(Point annotation dataset entries)
☆ ☆ ☆ ☆ ☆
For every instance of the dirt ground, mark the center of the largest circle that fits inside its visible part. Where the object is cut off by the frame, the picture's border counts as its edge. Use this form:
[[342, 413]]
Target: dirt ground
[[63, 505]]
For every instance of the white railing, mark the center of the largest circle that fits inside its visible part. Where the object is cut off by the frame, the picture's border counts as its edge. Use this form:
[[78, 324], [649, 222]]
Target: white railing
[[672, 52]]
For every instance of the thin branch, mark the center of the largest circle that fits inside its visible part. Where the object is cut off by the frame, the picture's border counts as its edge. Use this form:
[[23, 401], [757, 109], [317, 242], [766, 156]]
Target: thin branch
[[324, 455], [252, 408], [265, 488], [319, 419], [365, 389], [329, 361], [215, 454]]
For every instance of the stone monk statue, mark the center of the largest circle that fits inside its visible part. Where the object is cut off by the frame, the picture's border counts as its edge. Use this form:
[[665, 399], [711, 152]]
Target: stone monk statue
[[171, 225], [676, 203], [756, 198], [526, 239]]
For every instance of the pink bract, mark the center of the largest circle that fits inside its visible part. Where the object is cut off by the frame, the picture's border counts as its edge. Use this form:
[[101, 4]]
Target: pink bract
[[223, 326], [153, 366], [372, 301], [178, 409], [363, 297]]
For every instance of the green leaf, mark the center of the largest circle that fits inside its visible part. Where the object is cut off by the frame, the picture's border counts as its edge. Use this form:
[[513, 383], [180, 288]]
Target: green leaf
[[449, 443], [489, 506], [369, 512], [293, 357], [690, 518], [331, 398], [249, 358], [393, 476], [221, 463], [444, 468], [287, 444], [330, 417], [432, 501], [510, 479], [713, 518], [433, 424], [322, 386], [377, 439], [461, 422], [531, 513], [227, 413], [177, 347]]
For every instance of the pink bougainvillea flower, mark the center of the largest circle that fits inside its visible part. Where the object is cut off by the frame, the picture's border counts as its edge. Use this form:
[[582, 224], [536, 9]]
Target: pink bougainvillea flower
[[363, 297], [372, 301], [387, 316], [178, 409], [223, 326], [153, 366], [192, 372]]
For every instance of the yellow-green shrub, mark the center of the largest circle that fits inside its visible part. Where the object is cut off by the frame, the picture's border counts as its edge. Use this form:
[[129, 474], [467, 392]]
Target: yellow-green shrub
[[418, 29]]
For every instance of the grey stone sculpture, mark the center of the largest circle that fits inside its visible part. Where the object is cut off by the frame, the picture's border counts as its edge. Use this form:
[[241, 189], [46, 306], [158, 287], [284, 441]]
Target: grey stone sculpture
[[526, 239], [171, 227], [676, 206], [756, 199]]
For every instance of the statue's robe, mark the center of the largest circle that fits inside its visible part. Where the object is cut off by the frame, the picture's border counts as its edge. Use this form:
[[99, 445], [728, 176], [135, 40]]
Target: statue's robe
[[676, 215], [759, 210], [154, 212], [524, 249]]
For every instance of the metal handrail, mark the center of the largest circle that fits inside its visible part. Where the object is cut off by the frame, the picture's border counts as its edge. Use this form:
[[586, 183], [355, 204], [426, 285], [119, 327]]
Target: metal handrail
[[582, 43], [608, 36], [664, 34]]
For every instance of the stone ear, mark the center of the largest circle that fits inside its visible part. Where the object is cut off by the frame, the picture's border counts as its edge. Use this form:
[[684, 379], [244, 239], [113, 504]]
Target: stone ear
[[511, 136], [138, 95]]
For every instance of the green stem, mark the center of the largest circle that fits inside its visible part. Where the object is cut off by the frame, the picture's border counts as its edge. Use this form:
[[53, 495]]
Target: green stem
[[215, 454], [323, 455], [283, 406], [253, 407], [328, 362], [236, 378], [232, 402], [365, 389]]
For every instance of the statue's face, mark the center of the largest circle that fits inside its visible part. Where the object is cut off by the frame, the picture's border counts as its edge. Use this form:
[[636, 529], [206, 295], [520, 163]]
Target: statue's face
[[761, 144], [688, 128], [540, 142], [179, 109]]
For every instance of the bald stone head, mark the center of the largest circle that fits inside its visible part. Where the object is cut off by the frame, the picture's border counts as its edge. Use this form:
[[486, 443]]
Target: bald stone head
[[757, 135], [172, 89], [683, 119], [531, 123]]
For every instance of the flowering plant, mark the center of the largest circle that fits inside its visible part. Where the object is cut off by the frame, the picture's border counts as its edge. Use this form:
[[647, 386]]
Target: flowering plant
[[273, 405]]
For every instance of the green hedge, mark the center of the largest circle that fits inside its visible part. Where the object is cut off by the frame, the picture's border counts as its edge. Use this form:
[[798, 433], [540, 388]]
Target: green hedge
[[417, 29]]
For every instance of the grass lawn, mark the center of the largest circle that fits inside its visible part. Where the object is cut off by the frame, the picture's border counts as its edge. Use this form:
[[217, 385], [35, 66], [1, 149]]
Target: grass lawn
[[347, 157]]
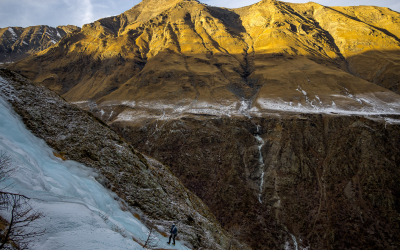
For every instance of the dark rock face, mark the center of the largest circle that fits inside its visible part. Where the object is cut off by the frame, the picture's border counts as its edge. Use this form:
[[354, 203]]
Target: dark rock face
[[140, 182], [17, 43], [331, 181]]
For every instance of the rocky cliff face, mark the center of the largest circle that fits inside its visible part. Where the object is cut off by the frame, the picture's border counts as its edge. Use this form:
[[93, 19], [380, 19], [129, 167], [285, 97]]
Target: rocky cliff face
[[142, 183], [17, 43], [281, 117], [328, 180]]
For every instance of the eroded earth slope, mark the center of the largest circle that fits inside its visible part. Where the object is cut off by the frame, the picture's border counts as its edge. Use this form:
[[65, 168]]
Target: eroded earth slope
[[283, 118]]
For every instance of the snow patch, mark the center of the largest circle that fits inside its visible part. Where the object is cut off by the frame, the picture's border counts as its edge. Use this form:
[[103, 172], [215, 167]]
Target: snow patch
[[79, 212], [11, 30]]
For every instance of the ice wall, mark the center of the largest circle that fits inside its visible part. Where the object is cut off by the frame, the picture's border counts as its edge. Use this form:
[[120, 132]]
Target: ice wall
[[67, 193]]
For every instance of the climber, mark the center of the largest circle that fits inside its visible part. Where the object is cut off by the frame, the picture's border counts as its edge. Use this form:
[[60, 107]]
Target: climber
[[174, 233]]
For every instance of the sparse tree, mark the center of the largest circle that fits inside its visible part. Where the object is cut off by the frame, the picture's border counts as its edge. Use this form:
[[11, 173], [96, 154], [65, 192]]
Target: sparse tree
[[152, 240], [235, 231], [19, 231]]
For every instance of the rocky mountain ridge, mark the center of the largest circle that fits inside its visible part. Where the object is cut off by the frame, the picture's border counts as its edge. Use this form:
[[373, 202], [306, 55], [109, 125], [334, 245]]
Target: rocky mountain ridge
[[283, 118], [142, 183], [17, 43]]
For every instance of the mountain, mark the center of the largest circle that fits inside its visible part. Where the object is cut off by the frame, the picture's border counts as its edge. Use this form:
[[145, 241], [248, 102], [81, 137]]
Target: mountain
[[283, 118], [17, 43], [141, 185]]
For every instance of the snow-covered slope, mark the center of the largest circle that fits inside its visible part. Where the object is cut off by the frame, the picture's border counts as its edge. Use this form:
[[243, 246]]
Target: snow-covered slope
[[66, 192]]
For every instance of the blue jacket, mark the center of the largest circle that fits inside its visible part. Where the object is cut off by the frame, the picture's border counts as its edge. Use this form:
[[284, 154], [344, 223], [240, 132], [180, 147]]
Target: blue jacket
[[174, 230]]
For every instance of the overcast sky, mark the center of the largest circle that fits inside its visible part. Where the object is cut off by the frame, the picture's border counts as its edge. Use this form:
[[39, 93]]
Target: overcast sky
[[25, 13]]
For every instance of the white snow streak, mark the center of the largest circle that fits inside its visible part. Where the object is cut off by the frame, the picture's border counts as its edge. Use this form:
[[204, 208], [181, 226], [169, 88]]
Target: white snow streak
[[67, 193]]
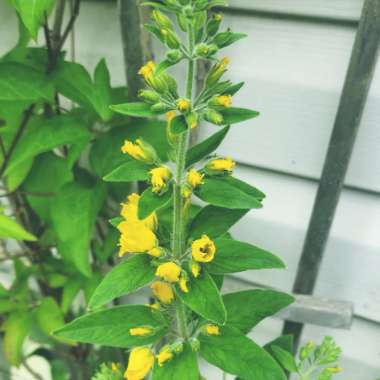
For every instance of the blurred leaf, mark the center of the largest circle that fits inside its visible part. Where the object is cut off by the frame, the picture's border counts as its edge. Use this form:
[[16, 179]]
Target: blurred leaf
[[111, 327], [247, 308], [204, 298], [183, 366], [235, 256], [206, 147], [16, 329], [214, 221], [128, 276], [9, 228], [73, 216], [238, 355], [22, 83]]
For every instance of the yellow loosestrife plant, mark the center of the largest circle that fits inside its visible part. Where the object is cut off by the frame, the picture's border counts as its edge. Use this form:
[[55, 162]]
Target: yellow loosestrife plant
[[179, 250]]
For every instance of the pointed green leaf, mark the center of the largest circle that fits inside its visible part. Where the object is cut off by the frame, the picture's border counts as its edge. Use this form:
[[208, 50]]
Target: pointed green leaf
[[130, 171], [234, 256], [214, 221], [128, 276], [234, 115], [183, 366], [135, 109], [204, 298], [111, 327], [229, 192], [238, 355], [206, 147], [9, 228], [150, 202], [247, 308]]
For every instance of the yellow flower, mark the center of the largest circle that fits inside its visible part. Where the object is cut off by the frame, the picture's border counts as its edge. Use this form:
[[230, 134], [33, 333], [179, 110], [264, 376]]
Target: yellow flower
[[141, 360], [163, 292], [159, 178], [136, 238], [156, 252], [195, 269], [169, 272], [129, 212], [203, 250], [212, 330], [147, 70], [194, 178], [221, 165], [183, 105], [164, 355], [224, 100], [140, 331], [183, 284]]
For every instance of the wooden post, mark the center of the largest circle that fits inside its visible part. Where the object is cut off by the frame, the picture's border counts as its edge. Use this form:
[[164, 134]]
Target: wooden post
[[352, 102]]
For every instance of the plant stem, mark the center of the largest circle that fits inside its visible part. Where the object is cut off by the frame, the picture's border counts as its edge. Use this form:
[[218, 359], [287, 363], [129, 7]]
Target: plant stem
[[178, 213]]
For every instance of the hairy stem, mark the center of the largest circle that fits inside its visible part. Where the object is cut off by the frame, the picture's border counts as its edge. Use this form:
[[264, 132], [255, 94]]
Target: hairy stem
[[178, 213]]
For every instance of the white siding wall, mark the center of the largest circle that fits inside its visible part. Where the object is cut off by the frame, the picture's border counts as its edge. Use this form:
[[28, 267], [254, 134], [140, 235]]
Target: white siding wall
[[294, 73]]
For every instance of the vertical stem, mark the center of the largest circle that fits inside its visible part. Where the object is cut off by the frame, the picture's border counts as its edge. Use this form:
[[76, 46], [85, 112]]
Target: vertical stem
[[178, 216]]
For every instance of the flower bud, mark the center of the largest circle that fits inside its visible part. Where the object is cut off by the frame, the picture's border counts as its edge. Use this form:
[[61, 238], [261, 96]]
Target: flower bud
[[149, 96], [162, 20], [213, 117], [174, 56], [214, 24], [171, 39]]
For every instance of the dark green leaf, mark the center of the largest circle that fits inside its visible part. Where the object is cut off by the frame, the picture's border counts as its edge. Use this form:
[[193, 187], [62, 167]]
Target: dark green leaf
[[130, 171], [206, 147], [234, 115], [214, 221], [204, 298], [22, 83], [234, 256], [247, 308], [183, 366], [135, 109], [126, 277], [238, 355], [150, 202], [111, 327], [229, 192]]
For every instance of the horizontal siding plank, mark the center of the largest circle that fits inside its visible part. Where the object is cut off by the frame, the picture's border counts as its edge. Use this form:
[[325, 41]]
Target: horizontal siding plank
[[339, 9], [349, 271]]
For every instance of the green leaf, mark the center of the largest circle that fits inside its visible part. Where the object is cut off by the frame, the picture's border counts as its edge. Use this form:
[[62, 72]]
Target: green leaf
[[111, 327], [204, 298], [150, 202], [44, 182], [130, 171], [137, 109], [238, 355], [73, 81], [16, 329], [32, 13], [234, 256], [183, 366], [43, 135], [74, 215], [106, 154], [234, 115], [214, 221], [22, 83], [206, 147], [229, 192], [247, 308], [285, 358], [9, 228], [49, 316], [128, 276]]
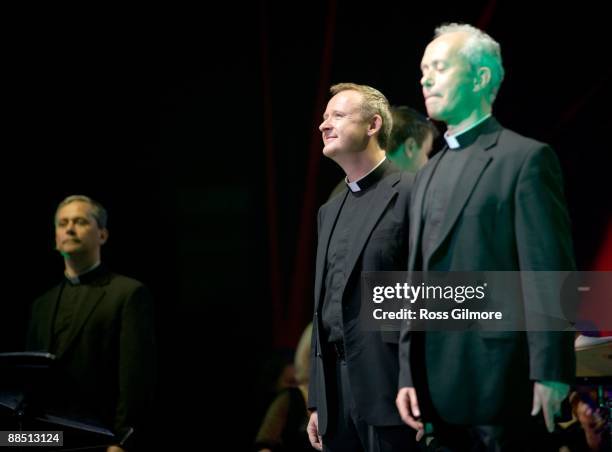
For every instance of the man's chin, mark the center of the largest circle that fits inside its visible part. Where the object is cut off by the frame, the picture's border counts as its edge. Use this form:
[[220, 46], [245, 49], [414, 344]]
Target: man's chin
[[329, 151]]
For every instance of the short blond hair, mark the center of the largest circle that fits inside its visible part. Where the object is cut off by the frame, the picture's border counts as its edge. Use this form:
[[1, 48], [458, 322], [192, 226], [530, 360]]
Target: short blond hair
[[479, 49], [374, 103]]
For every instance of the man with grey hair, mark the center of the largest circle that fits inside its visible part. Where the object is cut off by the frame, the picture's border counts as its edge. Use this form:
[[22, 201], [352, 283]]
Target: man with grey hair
[[354, 373], [99, 325], [490, 200]]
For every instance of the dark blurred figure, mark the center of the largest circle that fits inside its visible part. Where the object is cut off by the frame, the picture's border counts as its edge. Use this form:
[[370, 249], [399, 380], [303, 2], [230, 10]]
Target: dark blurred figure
[[100, 327], [284, 425], [411, 140]]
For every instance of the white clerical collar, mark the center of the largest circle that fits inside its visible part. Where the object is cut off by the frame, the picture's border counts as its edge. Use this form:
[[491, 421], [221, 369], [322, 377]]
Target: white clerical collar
[[354, 186], [77, 279], [452, 140]]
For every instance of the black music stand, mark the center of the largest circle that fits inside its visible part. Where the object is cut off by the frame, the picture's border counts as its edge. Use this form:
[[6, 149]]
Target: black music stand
[[27, 380]]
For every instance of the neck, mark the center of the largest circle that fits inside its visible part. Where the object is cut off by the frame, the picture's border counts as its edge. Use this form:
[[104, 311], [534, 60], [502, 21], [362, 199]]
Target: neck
[[75, 266], [358, 165], [454, 127]]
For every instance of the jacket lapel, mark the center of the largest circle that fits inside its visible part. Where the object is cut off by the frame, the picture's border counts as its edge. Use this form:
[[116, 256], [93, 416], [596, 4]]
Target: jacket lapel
[[331, 215], [416, 211], [474, 168], [54, 297], [385, 192], [84, 310]]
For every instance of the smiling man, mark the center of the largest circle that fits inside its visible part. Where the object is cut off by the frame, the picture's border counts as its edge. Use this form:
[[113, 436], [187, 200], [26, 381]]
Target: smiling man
[[99, 325], [354, 373], [490, 200]]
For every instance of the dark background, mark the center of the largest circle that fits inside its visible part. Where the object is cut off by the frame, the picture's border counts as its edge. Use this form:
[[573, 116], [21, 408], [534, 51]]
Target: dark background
[[197, 129]]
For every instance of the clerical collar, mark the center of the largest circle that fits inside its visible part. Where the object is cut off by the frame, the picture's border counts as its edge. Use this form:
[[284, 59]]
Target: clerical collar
[[369, 179], [86, 276], [467, 136]]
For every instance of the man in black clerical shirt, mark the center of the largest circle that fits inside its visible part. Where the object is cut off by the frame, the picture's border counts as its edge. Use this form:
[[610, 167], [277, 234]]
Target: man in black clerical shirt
[[99, 325], [490, 200], [354, 373]]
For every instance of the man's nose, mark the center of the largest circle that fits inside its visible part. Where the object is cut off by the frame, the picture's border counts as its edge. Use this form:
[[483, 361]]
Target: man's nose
[[324, 125]]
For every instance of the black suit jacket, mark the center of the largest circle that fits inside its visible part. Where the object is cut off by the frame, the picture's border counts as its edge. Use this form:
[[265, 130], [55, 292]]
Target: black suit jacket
[[372, 357], [507, 213], [107, 367]]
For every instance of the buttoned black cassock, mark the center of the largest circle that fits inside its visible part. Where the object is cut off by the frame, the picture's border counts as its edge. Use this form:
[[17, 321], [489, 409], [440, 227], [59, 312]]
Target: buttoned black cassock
[[505, 211], [101, 330], [358, 231]]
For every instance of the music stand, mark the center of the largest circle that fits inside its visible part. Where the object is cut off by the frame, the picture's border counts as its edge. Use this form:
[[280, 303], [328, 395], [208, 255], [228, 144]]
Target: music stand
[[26, 384]]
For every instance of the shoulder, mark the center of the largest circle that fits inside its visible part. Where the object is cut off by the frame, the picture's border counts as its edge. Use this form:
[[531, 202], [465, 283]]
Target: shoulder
[[520, 145], [48, 296], [125, 285]]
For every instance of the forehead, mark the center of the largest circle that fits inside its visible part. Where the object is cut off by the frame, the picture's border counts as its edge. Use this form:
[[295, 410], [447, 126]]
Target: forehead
[[75, 209], [443, 48], [345, 101]]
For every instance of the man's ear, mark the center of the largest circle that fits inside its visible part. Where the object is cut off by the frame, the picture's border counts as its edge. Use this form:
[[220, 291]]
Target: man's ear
[[375, 125], [410, 145], [103, 236], [482, 79]]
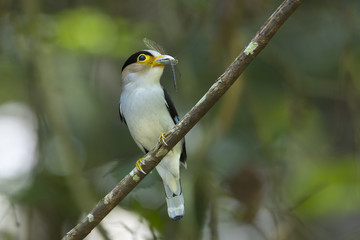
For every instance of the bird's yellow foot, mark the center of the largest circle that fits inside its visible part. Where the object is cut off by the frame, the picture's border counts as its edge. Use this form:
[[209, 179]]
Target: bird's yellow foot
[[162, 138], [138, 165]]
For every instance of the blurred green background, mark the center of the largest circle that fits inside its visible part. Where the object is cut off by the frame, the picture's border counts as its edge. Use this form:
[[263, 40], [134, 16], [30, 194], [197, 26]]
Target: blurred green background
[[277, 157]]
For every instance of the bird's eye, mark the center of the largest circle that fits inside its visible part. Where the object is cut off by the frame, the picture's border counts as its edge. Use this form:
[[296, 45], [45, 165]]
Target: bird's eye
[[142, 58]]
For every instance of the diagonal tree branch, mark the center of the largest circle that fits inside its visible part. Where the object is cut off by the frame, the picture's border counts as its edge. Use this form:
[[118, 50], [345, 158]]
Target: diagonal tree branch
[[223, 83]]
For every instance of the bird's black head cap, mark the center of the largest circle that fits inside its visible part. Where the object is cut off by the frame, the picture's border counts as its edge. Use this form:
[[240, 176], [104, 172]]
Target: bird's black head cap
[[133, 58]]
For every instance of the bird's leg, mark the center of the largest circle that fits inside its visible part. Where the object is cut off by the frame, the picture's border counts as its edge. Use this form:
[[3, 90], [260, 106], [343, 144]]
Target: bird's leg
[[138, 165], [162, 138]]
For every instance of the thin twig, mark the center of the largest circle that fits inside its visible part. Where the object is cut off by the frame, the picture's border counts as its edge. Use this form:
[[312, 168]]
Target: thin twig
[[223, 83]]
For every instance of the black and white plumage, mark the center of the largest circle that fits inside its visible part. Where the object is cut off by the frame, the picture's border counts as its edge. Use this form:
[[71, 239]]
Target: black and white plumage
[[148, 111]]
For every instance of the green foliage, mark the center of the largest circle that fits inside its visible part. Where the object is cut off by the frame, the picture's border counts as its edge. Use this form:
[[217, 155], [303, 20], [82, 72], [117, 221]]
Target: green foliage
[[278, 156]]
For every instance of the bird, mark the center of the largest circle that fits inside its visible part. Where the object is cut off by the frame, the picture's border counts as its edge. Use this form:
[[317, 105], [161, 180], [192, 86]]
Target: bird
[[148, 111]]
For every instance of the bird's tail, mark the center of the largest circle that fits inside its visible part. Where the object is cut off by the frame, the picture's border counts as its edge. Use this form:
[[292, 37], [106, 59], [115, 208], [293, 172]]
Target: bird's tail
[[175, 202]]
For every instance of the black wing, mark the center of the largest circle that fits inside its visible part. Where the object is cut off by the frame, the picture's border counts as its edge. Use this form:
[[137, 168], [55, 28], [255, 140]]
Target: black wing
[[174, 115]]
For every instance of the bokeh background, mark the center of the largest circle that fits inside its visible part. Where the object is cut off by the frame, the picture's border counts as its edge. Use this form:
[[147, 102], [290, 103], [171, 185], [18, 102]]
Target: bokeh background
[[278, 157]]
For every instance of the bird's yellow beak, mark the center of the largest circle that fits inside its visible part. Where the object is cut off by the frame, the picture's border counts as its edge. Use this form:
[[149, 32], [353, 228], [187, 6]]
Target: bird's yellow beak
[[164, 60]]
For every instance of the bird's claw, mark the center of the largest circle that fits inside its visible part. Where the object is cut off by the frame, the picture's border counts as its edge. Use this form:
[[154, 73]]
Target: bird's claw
[[162, 138], [138, 165]]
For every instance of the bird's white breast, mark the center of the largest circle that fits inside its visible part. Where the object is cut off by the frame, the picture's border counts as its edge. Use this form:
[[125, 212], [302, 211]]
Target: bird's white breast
[[145, 113]]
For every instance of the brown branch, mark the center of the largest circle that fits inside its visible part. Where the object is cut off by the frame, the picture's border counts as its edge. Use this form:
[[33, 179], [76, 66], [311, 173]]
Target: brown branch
[[223, 83]]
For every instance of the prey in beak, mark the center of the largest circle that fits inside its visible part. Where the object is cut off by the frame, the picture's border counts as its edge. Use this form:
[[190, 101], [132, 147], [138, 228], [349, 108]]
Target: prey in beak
[[168, 60]]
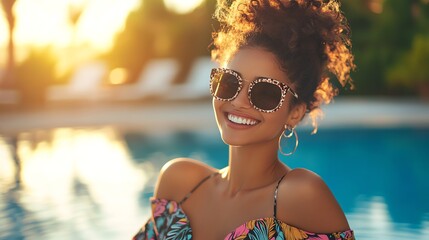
☆ ☆ ☆ ☆ ☆
AIM OF THE EXERCISE
Output as a numbered list the lines of the entries above, from the line containing "For every instance of the vertical" up to and including the line containing "24], [171, 39]]", leaving out any blank lines.

SOLUTION
1. For every instance of the vertical stem, mark the center of the largest circle that fits inside its visible part. Where the object is cut off by the frame, the picture's border counts as its edge. Use this form:
2. [[76, 46], [85, 112]]
3. Target: vertical stem
4. [[178, 216]]
5. For every instance of the flower bud, mark the center of the largest circle that fits inside its visible part. Where the object is cut off by the frame, the picture's border counts as its edge. Use this form:
6. [[61, 238], [261, 96]]
7. Target: flower bud
8. [[149, 96], [162, 20], [213, 117], [174, 56], [214, 24], [171, 39]]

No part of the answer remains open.